[JOBS]:
1. In the Verkle Tree notes, what operation does collecting polynomials in eval form require at each relevant internal node?
2. Reproduce the Verkle Tree notes from "Some of these" to "means doing inversions.".

[SOURCE EXCERPT]:
# Verkle Trees - Proof creation/verification notes
*Update (2023-11-28): this document was created ~2023-05 -- all the ideas are still relevant. I've also worked on a parallelized version in the Go library that you might also find interesting [here](https://github.com/crate-crypto/go-ipa/pull/63).*
This document contains notes about implementation optimizations for Verkle Tree proof generation and verification.
Some of these optimizations are present [in the spec implementation](https://github.com/crate-crypto/verkle-trie-ref), while others aren't since the spec code is meant to optimize to be understandable. We list them here and provide links to the reference implementation and other documents with explanations (if available).
## Proof generation
- Preprocessing
- Collecting polynomials in eval form involves doing `toFr` at each relevant internal node to prove, which means doing inversions.
- [x] Optimization: If you're collecting polynomials of relevant internal nodes recursively, at least batch inverses per node (i.e.: between 1 and 256 Point->Fr transformations per internal node). Do the same on leaf nodes.

[SUPPLIED RECORDS]:
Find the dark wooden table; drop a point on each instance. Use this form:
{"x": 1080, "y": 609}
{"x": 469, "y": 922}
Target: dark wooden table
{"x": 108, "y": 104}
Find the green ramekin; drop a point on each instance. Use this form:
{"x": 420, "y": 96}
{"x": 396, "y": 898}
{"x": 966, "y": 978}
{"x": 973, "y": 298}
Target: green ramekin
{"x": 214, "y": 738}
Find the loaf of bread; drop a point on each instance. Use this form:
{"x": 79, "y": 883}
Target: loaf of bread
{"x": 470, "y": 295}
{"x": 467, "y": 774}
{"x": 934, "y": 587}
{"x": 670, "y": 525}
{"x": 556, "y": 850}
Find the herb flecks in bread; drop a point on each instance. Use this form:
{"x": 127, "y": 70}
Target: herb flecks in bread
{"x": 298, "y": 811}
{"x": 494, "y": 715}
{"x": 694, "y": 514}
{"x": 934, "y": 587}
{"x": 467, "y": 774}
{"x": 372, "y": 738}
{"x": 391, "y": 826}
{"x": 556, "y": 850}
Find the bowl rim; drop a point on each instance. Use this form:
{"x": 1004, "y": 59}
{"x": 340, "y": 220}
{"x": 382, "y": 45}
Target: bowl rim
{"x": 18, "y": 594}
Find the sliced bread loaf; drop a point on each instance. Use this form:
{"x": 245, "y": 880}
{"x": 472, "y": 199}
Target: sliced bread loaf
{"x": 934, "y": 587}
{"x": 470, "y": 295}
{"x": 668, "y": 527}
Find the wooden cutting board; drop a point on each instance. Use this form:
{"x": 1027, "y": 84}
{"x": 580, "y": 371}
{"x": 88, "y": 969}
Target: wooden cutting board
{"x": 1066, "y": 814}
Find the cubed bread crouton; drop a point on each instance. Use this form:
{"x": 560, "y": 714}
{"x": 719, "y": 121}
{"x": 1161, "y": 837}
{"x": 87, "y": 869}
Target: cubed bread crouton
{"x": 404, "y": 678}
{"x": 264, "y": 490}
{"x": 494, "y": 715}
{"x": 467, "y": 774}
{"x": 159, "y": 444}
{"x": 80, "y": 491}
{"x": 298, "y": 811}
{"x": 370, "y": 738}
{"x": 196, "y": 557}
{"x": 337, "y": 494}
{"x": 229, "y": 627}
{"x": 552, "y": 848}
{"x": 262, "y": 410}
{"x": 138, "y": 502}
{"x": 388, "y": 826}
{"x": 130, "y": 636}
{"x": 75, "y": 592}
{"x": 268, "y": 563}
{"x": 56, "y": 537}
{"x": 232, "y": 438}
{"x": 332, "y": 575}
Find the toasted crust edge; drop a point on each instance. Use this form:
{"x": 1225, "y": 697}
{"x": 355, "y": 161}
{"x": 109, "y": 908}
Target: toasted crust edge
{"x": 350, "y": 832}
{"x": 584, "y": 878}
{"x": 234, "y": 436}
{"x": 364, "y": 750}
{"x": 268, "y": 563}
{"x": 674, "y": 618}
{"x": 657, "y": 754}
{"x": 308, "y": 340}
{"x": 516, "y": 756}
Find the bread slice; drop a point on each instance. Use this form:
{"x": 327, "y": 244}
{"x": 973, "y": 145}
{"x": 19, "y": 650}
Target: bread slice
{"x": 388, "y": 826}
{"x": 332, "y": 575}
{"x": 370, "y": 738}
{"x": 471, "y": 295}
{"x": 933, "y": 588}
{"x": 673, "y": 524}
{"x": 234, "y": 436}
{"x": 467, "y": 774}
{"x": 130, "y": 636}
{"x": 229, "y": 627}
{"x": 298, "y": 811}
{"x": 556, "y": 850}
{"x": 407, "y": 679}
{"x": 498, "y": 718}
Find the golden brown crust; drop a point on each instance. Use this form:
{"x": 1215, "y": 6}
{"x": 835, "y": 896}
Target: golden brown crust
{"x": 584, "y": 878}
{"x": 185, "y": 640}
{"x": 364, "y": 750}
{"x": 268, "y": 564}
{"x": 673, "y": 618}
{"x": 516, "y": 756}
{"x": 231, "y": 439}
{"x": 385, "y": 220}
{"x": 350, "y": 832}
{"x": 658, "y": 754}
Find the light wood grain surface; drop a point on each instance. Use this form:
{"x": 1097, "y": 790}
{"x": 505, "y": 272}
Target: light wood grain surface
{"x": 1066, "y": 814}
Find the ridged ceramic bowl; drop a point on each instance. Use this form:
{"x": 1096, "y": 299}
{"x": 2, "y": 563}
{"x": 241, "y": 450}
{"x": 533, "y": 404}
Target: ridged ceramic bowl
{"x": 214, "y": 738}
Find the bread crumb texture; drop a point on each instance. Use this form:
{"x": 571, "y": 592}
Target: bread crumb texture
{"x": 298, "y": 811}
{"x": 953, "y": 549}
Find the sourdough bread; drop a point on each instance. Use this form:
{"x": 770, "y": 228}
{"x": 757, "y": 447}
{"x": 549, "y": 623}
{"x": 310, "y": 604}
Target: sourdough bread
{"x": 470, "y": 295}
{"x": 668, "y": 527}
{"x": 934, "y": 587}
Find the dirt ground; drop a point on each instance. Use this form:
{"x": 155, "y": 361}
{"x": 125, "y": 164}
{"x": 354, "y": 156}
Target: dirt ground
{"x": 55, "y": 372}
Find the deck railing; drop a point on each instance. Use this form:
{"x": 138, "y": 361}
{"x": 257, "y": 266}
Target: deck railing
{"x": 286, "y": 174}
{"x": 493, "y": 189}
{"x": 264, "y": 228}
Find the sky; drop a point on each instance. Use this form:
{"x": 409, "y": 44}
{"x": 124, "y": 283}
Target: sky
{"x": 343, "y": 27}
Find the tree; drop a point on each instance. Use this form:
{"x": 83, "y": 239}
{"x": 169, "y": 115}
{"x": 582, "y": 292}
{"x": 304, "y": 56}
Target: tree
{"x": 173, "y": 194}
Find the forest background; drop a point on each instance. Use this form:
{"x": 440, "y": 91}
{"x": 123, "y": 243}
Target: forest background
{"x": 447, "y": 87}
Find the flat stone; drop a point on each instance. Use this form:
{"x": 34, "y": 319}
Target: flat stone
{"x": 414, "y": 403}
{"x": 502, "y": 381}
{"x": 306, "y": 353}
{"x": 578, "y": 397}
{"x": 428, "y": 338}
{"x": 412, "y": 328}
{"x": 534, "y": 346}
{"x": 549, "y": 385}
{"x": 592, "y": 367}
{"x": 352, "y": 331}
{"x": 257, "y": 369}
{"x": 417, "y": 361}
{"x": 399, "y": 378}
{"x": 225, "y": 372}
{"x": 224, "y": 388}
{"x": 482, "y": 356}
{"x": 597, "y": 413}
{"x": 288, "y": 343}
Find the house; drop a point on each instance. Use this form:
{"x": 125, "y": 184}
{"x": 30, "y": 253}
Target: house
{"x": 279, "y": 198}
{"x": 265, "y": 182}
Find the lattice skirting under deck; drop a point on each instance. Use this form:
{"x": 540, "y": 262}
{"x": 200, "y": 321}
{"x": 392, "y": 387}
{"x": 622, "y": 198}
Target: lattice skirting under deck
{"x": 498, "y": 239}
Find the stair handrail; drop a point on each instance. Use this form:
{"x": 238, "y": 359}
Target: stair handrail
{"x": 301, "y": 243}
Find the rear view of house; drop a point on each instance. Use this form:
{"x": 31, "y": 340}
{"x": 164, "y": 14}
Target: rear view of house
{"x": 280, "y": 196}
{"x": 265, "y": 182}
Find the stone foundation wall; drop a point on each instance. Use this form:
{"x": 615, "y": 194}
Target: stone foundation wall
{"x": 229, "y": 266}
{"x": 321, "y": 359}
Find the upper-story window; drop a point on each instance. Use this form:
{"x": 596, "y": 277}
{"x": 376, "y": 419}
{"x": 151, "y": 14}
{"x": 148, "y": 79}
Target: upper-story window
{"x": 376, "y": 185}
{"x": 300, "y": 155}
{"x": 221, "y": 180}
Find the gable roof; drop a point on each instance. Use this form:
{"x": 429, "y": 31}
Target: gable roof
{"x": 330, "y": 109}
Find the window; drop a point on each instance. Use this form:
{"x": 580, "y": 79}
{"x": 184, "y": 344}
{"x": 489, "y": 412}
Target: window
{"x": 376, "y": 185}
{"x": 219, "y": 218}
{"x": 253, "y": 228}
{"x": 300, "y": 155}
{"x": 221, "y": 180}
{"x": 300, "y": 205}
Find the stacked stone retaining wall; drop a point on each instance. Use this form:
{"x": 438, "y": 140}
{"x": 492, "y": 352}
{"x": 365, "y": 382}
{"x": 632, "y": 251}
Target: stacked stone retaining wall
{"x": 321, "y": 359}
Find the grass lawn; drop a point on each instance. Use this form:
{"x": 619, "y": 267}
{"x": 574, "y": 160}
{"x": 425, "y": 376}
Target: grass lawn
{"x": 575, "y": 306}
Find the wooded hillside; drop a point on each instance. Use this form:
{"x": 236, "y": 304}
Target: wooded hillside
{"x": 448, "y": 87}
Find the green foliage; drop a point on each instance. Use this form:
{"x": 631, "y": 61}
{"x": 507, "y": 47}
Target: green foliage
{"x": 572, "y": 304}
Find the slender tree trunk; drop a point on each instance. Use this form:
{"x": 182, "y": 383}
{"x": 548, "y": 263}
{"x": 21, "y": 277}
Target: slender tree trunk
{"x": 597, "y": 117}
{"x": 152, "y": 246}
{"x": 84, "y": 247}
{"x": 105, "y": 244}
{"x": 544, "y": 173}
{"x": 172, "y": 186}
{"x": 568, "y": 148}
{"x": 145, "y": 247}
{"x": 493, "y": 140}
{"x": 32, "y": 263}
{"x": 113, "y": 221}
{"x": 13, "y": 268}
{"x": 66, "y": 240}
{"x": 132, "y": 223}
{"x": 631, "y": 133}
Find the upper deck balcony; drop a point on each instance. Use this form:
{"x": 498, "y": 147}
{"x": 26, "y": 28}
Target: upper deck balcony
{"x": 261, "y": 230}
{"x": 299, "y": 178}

[SOLUTION SET]:
1. It requires doing `toFr`, which means doing inversions.

2.
Some of these optimizations are present [in the spec implementation](https://github.com/crate-crypto/verkle-trie-ref), while others aren't since the spec code is meant to optimize to be understandable. We list them here and provide links to the reference implementation and other documents with explanations (if available).
## Proof generation
- Preprocessing
- Collecting polynomials in eval form involves doing `toFr` at each relevant internal node to prove, which means doing inversions.